• _SHORT EXERCISE A_:
Condense the paragraph of the grain shipping excerpt that begins "On the other hand, declining international trade" into a short bulleted list that keeps its main facts.

• _EXCERPT PROVIDED_:

The economic downturn pressures shippers just as it does other business sectors. That will have trickle-down effects, both positive and negative, on agriculture.

"It could have an impact on our ability to ship grain," says Scott Fritz, chairman of the U.S. Soybean Export Council, who farms at Winamac, Ind. "Construction of new vessels as well as improvements to infrastructure have slowed. So ag may be constrained due to capacity."

On the other hand, declining international trade means steamship bulk freight rates have crashed, dropping as much as 95% from their peak at midyear. Bulk rates from Pacific Northwest ports that topped $140/metric ton now are under $20/ton. That makes exporting ag products much less expensive.

"There were vessels trading in July at $100,000 to $140,000 a day, or $200,000 a day on larger vessels, that now are at $6,000 a day. It's a very, very challenging scenario," says Jay O'Neil, senior economist with Kansas State University's International Grains Program. "We want to be very careful that cargo makes it to port and does not get seized in a bankruptcy proceeding."

Big boxes. About 5% of U.S. grain now moves overseas via containers. "Containers bring the ability to segregate grain, something we lusted after for many years," says Lynn Clarkson, president of Clarkson Grain in Cerro Gordo, Ill. "This started with food-grade soybeans. Then along came GMOs and segregation became critical."

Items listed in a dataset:
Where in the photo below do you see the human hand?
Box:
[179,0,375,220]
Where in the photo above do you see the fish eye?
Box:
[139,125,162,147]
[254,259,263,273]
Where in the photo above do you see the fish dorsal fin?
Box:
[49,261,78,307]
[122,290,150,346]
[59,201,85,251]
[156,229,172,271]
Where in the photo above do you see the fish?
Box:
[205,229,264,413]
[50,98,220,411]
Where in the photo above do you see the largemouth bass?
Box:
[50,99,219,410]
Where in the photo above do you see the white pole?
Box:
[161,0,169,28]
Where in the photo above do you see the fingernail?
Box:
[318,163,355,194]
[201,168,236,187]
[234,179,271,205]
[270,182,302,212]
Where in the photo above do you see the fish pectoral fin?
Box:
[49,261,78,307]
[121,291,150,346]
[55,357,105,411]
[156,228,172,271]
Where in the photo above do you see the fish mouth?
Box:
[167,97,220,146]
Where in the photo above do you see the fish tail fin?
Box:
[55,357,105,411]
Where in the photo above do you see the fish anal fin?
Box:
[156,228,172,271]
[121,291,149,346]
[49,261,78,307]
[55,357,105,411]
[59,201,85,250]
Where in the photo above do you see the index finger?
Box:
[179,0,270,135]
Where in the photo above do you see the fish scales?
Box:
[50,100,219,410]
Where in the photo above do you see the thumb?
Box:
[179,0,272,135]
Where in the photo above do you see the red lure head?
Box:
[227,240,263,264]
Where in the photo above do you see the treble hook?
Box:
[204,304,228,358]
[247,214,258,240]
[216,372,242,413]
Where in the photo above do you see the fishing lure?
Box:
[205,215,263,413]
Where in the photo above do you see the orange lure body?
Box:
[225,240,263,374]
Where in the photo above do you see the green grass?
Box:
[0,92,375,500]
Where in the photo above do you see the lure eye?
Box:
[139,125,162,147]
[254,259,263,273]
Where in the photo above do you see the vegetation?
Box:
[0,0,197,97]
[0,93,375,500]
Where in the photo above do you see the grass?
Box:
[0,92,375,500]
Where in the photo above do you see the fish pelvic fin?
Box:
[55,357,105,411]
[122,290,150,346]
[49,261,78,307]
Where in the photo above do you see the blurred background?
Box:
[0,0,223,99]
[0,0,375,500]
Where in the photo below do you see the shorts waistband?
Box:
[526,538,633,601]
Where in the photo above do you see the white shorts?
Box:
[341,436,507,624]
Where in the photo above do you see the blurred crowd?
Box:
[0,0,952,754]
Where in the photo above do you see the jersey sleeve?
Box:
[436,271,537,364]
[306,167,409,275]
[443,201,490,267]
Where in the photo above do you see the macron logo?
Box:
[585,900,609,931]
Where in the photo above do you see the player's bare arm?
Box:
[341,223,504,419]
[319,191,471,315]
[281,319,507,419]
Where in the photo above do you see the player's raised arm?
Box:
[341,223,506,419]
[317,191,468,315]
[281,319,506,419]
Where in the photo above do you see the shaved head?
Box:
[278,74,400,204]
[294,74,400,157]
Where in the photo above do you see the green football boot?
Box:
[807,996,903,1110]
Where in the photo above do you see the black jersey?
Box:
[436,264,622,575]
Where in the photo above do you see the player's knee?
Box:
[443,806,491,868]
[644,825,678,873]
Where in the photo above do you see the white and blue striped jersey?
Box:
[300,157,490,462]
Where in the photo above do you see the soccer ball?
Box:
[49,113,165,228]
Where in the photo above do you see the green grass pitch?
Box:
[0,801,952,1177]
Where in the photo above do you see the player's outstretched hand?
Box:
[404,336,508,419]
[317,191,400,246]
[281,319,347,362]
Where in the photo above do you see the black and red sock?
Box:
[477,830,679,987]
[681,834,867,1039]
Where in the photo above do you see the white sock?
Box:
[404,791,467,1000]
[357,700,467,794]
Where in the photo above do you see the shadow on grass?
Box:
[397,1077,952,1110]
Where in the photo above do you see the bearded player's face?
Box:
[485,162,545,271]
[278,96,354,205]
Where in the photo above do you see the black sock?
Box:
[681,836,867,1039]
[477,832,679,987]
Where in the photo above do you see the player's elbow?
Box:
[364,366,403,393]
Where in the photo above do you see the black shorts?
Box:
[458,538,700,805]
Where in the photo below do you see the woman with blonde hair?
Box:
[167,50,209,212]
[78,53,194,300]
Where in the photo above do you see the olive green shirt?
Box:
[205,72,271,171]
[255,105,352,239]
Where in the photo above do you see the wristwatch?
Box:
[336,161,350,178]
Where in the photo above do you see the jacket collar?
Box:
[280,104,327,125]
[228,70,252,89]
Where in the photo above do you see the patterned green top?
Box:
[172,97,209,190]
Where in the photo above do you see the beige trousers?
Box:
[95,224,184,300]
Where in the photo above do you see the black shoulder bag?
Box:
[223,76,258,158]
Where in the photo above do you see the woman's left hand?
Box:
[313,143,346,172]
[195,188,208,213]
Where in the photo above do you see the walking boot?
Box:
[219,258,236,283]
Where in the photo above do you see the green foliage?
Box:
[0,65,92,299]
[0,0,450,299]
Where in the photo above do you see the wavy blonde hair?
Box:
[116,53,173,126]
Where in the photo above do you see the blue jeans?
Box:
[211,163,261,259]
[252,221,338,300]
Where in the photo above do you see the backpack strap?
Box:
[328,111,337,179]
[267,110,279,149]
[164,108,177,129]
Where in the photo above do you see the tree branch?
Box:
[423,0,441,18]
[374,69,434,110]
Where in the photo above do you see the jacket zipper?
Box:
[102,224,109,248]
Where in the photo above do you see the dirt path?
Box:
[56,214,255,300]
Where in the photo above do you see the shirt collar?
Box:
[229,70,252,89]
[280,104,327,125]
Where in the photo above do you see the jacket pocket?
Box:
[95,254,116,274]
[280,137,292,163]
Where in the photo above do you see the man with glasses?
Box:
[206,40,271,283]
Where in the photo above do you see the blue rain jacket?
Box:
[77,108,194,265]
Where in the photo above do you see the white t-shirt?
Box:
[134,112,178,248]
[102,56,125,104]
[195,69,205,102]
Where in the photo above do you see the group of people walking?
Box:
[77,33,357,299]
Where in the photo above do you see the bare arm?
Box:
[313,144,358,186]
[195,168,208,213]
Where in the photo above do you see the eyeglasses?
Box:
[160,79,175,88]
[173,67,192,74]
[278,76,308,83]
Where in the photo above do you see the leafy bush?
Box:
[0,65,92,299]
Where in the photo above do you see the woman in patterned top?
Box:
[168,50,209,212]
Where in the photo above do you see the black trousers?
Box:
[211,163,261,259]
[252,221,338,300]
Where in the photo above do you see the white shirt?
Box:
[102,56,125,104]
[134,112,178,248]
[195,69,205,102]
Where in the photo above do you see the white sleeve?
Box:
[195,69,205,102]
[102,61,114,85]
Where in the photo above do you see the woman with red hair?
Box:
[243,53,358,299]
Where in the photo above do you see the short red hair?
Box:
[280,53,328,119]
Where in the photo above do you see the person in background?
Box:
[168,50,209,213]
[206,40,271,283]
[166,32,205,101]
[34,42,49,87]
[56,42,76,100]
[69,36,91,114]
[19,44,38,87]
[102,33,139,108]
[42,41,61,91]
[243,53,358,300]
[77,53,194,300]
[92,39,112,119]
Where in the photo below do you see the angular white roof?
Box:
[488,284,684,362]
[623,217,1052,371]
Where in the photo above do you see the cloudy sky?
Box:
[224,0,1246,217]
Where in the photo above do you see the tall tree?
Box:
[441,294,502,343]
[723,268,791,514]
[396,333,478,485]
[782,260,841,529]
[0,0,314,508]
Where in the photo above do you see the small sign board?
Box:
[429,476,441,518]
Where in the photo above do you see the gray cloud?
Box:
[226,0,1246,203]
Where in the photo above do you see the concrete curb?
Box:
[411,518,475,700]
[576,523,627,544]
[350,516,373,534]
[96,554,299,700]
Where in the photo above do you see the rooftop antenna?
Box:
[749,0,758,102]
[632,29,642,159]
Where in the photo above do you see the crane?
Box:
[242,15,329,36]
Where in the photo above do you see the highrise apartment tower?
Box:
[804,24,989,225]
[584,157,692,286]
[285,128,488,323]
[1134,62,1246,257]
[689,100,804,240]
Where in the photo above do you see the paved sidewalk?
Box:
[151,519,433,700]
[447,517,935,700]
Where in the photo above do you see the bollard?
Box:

• _SHORT EXERCISE B_:
Reproduce the listing from the line with "Where in the photo above do you see the highrise" up to and including its final line, substituting "footpath" for "sidewalk" and leaving everything else unchanged. Return only those lines.

• _WRITTEN REPLY A_:
- Declining international trade has made steamship bulk freight rates crash, falling as much as 95% from their midyear peak.
- Bulk rates from Pacific Northwest ports, which once topped $140/metric ton, are now under $20/ton.
- This makes exporting ag products much less expensive.

• _WRITTEN REPLY B_:
Where in the photo above do you see the highrise apartment tower?
Box:
[804,24,989,225]
[584,157,692,286]
[285,128,488,323]
[1134,62,1246,257]
[689,100,804,240]
Where in the photo above do you see the paved footpath?
Box:
[151,519,433,700]
[447,517,935,700]
Where in the photo above do you see the bollard?
Box:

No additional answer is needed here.